§ **PASSAGE À EXAMINER**:
Dès 1952, les opérateurs de l’AOC Château-Chalon mettent en place une commission de contrôle des vignes, chargée de vérifier l’état cultural et sanitaire de chaque parcelle, et d’évaluer, quelques jours avant les vendanges, le rendement et la maturité. Chaque année, une évaluation précise des aptitudes de chaque parcelle à la production de « vin jaune » est ainsi faite. Cette visite peut conduire le syndicat des producteurs à renoncer certaines années au bénéfice de l’appellation d’origine contrôlée « Château-Chalon », comme en 1974, 1980, 1984 ou plus récemment 2001. Depuis 2002, l'INAO envisage d'étendre cette pratique à l'ensemble des AOC de France…

Le savagnin blanc

L’encépagement de l’AOC Château-Chalon est représenté essentiellement, et aujourd’hui exclusivement, par le savagnin blanc. « essentiellement », disais-je, car au XIXe siècle, une autre variété, la bargine, était également présente, certes en faible quantité. Surnommée « plant de Hongrie » elle correspond peut-être au célèbre furmint de Tokaj, mais rien ne permet de le confirmer.
Comme tous les cépages, le savagnin blanc n’échappe aux synonymes : heida ou païen en Suisse, fromenteau en Haute-Saône, formentin en Hongrie, savagnin jaune, vert ou naturé dans le Jura (noms relevant des variations clonales existant au sein de la variété). À noter que le savagnin rose et le gewurztraminer constituent deux variétés dérivant par mutation du Savagnin blanc.
Si l’on se réfère aux résultats des études génétiques réalisées par l’INRA de Montpellier et le domaine de Vassal (accueillant un ensemble unique de variétés de Vitis vinifera, d’hybrides interspécifiques, de porte-greffes ainsi que des vignes sauvages du genre Vitacées), le savagnin blanc a subi peu de cycles d’hybridation et d’évolution, le rapprochant ainsi des vignes sauvages originelles lambrusques ou sylvestris. Aujourd’hui, il représente environ 1500 ha dans le monde ( Suisse, Allemagne, Autriche, République Tchèque, Slovaquie, Hongrie et Australie), dont 60 ha seulement à Château-Chalon.

§ **VOTRE OBJECTIF**:
Poursuivez le texte sur le savagnin blanc de l'AOC Château-Chalon après sa dernière phrase. La liste n'intervient d'aucune façon dans ce travail.

§ **DONNÉES EXTRAITES**:
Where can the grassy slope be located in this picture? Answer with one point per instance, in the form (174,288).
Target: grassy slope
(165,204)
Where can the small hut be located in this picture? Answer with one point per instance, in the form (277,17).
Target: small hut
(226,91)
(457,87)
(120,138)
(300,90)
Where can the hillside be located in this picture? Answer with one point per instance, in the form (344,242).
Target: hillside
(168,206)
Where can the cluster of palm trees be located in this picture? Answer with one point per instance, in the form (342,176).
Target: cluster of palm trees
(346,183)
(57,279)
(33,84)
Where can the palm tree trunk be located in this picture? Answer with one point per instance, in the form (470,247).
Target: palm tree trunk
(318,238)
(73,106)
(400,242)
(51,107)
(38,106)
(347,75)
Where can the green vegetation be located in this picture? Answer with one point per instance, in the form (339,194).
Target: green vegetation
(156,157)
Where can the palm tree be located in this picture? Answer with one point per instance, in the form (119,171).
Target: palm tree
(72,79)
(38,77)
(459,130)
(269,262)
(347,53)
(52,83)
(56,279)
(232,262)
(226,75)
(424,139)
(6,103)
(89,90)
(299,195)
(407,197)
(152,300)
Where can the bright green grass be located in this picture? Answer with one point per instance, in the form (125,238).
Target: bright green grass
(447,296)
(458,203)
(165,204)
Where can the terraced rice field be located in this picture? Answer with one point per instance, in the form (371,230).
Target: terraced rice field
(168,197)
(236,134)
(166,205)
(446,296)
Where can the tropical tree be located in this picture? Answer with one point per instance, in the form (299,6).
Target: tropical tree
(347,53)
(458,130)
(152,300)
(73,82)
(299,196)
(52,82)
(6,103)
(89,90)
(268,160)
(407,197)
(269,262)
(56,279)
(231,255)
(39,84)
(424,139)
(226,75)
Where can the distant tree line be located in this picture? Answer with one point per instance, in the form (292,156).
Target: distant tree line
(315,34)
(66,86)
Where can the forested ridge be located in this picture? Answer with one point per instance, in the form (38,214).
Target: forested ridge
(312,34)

§ **RÉPONSE À LA CONSIGNE**:
Savagnin blanc

De rendement faible à moyen, bien adapté aux climats frais et humides, et résistant aux gelées hivernales, le savagnin blanc aime les sols marneux (même si les résultats obtenus sur d’autre sols en Australie démontrent une bonne adaptabilité). En outre, il résiste bien à la pourriture grise du fait de sa pellicule épaisse et résistante. En vinification, il est capable de produire de grands vins blancs, puissants, chaleureux, tout en conservant une acidité élevée, aussi bien en vin blanc sec ou doux, effervescent et, bien entendu, en vin jaune.

La flore en soi

Comme le disait Archestrate, poète grec du IVe siècle av. J.-C., « [ce] liquide parait couverte de fleurs blanches. » 
De préférence couleur « peau de souris », reflétant un camaïeu si la population de levures est diverse, préférant, contrairement au Xérès, la transparence à l’épaisseur, le voile jurassien est à lui seul un écosystème vivant en autarcie. En effet, les levures se nourrissent de certains composés du vin puis, avec le temps, elles deviennent nécrophages en ingérant les produits de la décomposition des levures mortes tombées au fond du tonneau – c’est ce que l’on appelle l’autolyse des levures. Plus précisément, certaines levures sont dégradées par leurs propres enzymes et libèrent différents composés (acides aminés, peptides, polysaccharides, etc.) qui sont utilisés par les levures vivantes pour reformer le voile. Au cours des 6 années d’élevage s’établit un équilibre entre levures mortes et vivantes qui permet à la fois le maintien du voile et l’enrichissement du vin en saveurs et en odeurs. Nous y reviendrons.
Cela étant dit, rien n’explique à ce stade pourquoi les levures remontent à la surface du vin. Pour résister à l’alcool produit par la fermentation alcoolique, les levures produisent des acides gras et modifient la composition de leur paroi cellulaire, ce qui augmente leur caractère hydrophobe. Pour cela, elles synthétisent de nouvelles protéines (considérées comme des protéines de stress) qui leur permettent de s’associer entre elles et former des agrégats qui emprisonnent le CO2 restant dans le vin : elles remontent à la surface, forment des îlots de voile et, au contact de l’air, continuent à se multiplier, jusqu’à former le fameux voile de levures.

Les effets de la flore

Le processus de vieillissement sous voile est assez peu maîtrisé par les scientifiques. Contrairement au discours ambiant, l’œnologie est loin d’avoir résolu tous les mystères du vin, à commencer par celui du « goût de jaune » ! Si elles agissent apparemment comme une barrière entre le vin et l’air, en consommant l’oxygène, les levures transforment aussi chimiquement le vin.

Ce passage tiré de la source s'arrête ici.